--- begin INPUT ---
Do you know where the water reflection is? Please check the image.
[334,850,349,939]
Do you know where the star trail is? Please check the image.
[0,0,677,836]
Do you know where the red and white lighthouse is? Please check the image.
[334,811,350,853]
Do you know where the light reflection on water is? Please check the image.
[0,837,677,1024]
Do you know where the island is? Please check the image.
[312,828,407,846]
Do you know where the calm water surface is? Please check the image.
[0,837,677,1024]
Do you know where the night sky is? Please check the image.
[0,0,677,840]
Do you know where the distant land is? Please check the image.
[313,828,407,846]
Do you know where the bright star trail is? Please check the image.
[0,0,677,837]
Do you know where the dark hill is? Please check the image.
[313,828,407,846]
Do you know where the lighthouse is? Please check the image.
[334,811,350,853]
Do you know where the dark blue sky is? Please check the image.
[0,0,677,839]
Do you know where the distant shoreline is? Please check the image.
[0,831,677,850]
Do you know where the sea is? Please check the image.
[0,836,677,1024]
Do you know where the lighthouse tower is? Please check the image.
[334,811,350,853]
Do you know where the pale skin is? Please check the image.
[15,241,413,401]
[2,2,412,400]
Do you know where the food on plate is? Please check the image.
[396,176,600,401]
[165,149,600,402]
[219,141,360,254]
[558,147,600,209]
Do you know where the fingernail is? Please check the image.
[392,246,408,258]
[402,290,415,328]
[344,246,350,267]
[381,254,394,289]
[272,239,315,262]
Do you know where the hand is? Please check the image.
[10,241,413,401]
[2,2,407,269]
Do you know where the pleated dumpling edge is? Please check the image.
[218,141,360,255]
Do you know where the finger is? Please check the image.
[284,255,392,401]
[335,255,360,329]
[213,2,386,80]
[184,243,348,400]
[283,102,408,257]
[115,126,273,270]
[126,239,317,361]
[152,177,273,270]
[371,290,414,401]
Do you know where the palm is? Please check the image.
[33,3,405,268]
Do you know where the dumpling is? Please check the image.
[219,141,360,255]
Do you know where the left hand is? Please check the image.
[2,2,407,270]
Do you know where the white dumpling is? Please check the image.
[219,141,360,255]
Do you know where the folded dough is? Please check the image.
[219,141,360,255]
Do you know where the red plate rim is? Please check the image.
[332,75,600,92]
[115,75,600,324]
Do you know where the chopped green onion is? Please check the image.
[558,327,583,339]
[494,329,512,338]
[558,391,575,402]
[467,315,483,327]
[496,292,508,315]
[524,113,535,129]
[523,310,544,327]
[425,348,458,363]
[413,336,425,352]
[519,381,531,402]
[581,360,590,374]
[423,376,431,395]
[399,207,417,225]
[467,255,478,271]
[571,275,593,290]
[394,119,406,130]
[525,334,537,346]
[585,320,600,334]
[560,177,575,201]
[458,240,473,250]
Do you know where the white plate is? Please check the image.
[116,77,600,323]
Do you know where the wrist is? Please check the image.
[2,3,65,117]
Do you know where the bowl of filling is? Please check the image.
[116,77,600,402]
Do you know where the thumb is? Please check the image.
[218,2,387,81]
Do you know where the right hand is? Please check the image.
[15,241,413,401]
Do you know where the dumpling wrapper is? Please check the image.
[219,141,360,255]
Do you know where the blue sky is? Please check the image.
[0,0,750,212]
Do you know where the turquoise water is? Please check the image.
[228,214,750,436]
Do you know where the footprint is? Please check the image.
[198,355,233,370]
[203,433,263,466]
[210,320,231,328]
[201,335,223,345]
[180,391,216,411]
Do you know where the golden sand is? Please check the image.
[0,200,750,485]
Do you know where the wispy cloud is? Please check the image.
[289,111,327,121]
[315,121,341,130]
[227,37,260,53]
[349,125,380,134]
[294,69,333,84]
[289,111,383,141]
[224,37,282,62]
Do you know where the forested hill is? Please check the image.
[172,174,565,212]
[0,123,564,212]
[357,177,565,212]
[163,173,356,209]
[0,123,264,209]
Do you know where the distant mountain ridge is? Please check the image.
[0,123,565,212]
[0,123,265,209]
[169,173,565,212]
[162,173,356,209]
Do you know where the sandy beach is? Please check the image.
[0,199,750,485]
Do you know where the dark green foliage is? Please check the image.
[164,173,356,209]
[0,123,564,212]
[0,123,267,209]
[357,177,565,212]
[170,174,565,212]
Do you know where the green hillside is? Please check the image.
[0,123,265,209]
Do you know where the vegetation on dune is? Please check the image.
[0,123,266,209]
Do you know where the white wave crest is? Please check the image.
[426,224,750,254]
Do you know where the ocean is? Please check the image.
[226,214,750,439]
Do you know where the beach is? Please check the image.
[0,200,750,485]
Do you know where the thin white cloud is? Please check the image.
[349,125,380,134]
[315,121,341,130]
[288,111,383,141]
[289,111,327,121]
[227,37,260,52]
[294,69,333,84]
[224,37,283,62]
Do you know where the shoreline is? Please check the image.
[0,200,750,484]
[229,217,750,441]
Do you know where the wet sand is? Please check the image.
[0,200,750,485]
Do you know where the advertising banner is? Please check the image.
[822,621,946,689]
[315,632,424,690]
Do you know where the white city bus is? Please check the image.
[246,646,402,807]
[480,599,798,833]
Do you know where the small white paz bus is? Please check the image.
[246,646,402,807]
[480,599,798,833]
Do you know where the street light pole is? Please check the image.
--- end INPUT ---
PROBLEM DESCRIPTION: Rewrite the records from the line containing "Do you know where the hand" through the line containing "[218,141,360,255]", both included, keeping each request and adding 66 to every bounding-box coordinate.

ANSWER FOR THIS EXERCISE:
Do you know where the hand is? Please check the image.
[76,307,479,467]
[68,68,473,335]
Do you know where the pleated dumpling edge is? Please check the image.
[284,207,426,321]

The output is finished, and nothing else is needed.